Exercise details
Of the entries below, return exactly those lines that fall between the one containing "TASK = identify one point per instance of the exterior" and the one containing "TASK = identify one point per instance of the goal", the two end lines included.

(Dataset records Opens)

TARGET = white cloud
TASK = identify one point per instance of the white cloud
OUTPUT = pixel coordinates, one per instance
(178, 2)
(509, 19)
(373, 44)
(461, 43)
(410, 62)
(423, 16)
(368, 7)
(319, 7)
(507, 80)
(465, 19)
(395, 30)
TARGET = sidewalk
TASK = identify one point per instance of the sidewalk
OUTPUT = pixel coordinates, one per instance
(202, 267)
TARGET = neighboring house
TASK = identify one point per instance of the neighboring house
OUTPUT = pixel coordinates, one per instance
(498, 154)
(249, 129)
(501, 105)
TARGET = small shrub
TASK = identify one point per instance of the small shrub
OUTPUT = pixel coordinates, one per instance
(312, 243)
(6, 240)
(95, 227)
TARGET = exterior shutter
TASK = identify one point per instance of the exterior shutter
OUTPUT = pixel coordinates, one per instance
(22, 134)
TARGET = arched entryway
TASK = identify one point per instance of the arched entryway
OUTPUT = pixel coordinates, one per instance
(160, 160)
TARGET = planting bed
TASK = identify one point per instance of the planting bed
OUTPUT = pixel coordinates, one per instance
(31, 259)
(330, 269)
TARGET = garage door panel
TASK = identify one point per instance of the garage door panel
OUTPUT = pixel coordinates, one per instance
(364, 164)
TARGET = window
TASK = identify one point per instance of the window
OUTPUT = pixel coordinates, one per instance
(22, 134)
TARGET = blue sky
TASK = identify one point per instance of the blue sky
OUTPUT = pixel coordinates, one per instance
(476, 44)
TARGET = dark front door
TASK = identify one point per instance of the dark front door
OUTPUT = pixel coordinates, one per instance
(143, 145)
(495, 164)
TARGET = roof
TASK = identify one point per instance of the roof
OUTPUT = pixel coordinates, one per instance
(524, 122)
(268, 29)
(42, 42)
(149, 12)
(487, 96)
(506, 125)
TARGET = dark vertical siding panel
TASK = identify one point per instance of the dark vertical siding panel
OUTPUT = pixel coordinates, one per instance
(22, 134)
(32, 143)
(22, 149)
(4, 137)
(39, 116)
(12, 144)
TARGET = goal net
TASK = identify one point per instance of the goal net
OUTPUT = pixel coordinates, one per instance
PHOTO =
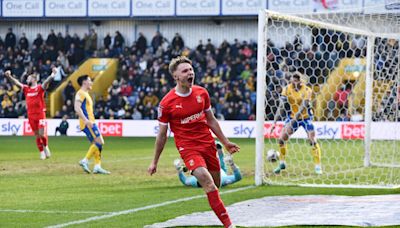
(350, 61)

(Dataset records Closes)

Result for this exercise
TASK = identify one point per instance of the exterior shutter
OUTPUT = pixel coordinates, one per instance
(22, 134)
TARGET = arched entryway
TASK = identify one point per instance of the arched entryway
OUTPUT = pixel coordinates, one per instance
(160, 160)
TARGET = planting bed
TASK = identify one point per instance of the planting bed
OUTPUT = pixel coordinates, one per instance
(31, 259)
(330, 269)
TARGET = garage door panel
TASK = identify one point per instance of the garage door panel
OUTPUT = pixel coordinates, one per instance
(364, 164)
TARGET = window
TASK = identify one point per instance of the window
OUTPUT = pixel coordinates, one per instance
(22, 134)
TARGET = blue sky
TASK = identify one point per instance of the blue sky
OUTPUT = pixel coordinates, one per instance
(476, 44)
TARGET = dark front door
TASK = identify one point per instance of the dark front door
OUTPUT = pixel coordinates, one per instance
(143, 145)
(495, 164)
TARGET = roof
TASK = identify one point per instance of the roof
OUTPUT = pixel coordinates, one per instance
(524, 122)
(268, 29)
(42, 42)
(149, 12)
(487, 96)
(506, 125)
TARGET = dark vertical siding panel
TASK = identify one point per instance of the dark vertical siding panel
OUTPUT = pixel coordinates, one per instance
(22, 134)
(32, 143)
(22, 149)
(4, 137)
(39, 116)
(12, 144)
TARGET = goal net
TASK = identify one point per instance of the goal net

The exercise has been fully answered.